-- PARTS OF THE EXERCISE --
1. Rewrite the coaching article, starting with "In her coaching" and going on through "her client work.", replacing "Liz Stewart" with "Stewart".
2. According to the coaching article, how many years of shamanic work does Liz Stewart mention?
3. Resume the coaching article from its last sentence.

-------- TEXT PASSAGE

In her coaching business, Liz Stewart tells her clients: your way is welcome, how you are, who you are, is welcome – you are enough. Working shamanically, she uses spiritual guides and drums to go beyond the thinking part of her coaching into a deeper place.
Liz Hall reports

 

 

Shamanism and constellations work have helped coach and coach supervisor/ICF mentor Liz Stewart both to feel freer and to re-discover her voice and her “way” by healing ancestral wounds. Now she’s bringing the approach into her client work.

“I’ve experienced coaching and I’ve been working with a counsellor. Then along came shamanism: ‘Oh, you’ve got a block there. Let’s just clear that out with a drum and some deep inner work.’ … And that’s where my voice really came back.

“[This work] has definitely made me stronger, braver, feistier and more vocal. It’s cleared out some stuff that wasn’t mine, an ancestral silence that wasn’t even connected directly to my parents.

“I think the six years of the shamanic work is like layers and layers of old stuff peeling off to get this freer and freer version. I’m not totally free yet. I’m not a perfect, complete and whole human being. [But] I’m as whole as I have ever been. I’ve had the opportunities to meet the ‘lost parts’, and my experience of that then enables me to support others who are in that place.

“I really feel shamanic and constellations work can reach parts that coaching doesn’t always, because they go beyond the thinking part, into that energetic, spiritual place where you’re working with guides or ancestors or drums or rattles, which I love using.”

----------------
-------- DATA LISTING

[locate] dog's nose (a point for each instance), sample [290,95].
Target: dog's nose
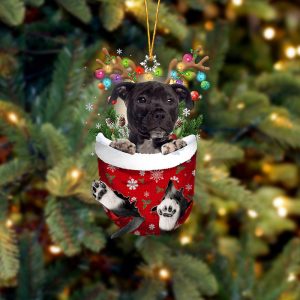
[159,115]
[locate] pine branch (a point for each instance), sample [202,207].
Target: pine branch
[9,263]
[77,8]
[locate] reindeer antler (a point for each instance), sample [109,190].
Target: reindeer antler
[185,65]
[117,67]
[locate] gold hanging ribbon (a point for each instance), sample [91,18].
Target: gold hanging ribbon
[151,43]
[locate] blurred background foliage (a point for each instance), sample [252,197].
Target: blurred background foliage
[242,239]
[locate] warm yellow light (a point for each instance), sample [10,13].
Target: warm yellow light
[278,66]
[209,25]
[75,173]
[131,3]
[282,212]
[259,232]
[164,274]
[292,277]
[54,249]
[241,105]
[290,52]
[237,2]
[273,116]
[9,223]
[252,214]
[278,201]
[269,33]
[185,239]
[12,117]
[207,157]
[222,211]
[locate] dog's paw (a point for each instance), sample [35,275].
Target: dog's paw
[98,189]
[124,146]
[173,146]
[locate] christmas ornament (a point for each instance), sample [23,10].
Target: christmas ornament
[205,85]
[201,76]
[195,95]
[99,74]
[150,64]
[187,57]
[107,82]
[125,62]
[101,86]
[139,70]
[158,72]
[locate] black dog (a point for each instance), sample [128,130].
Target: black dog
[152,111]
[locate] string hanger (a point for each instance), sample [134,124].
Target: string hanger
[151,42]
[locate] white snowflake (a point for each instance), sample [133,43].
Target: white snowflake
[157,175]
[111,168]
[132,184]
[175,178]
[151,226]
[154,62]
[188,187]
[89,107]
[186,112]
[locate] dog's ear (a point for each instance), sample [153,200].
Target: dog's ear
[183,94]
[121,90]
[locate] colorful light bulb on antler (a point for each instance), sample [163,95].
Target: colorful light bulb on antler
[187,64]
[116,66]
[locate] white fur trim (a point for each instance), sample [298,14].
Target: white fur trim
[145,162]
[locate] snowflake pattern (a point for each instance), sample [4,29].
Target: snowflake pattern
[155,64]
[186,112]
[111,168]
[188,187]
[132,184]
[157,175]
[175,178]
[151,226]
[89,107]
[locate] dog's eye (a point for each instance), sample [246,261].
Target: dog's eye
[141,100]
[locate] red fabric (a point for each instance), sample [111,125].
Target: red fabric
[147,189]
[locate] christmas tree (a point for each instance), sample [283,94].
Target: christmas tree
[242,238]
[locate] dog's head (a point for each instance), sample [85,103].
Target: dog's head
[152,107]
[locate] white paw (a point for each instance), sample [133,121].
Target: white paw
[99,189]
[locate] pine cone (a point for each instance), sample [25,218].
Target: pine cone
[121,121]
[109,122]
[178,123]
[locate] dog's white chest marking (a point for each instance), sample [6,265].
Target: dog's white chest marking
[147,147]
[168,211]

----------------

-- EXERCISE ANSWERS --
1.
In her coaching business, Stewart tells her clients: your way is welcome, how you are, who you are, is welcome – you are enough. Working shamanically, she uses spiritual guides and drums to go beyond the thinking part of her coaching into a deeper place.
Liz Hall reports

 

 

Shamanism and constellations work have helped coach and coach supervisor/ICF mentor Stewart both to feel freer and to re-discover her voice and her “way” by healing ancestral wounds. Now she’s bringing the approach into her client work.

2. Six years.

3.
 

Into shamanism

Stewart had been increasingly interested in working shamanically “but I was also scared of, ‘is there a darkness to this? Are there evil spirits?’… an ignorance of what it’s really about.”

After someone very close to her started to practise shamanically, Stewart attended an introductory workshop, learning about journeying and having guides.

“I had a profoundly amazing experience during that. It was like being woken up to ‘actually, there’s a safe practice and a level of care that’s here’. My daughter wasn’t doing very well at the time, so I approached the person who I’d been on the course with, and said, ‘Do you think you could help her?’ So Erin had a couple of sessions with Rhonda, which really helped her.

“Then I thought to myself, ‘wait a minute, put yourself back in the picture. What would I like to do?’ ”

Soon Stewart embarked on a year-long shamanic training programme, “part coaching, part journeying, and part meeting guides”. Having completed this, she signed up for a three-year shamanic constellation training programme which she completes next month [October].

 

Mental health

It hasn’t always been smooth sailing. Stewart went through a six-month mental health crisis fairly recently: 

“I really hit a place of extreme anxiety and terror. I couldn’t leave my bed for three weeks, although I was still managing to do the online piece of my constellation training.

“There was the horrible experience of that level of anxiety where my heart’s pounding so much I think I’m going to die. That was the place I was repeatedly at.”

However, throughout, Stewart stayed in touch with the “idea that we all have ‘a resourced one’ within”.

Being with nature helped. “There were times when I just went out and sat with a tree and a journal.”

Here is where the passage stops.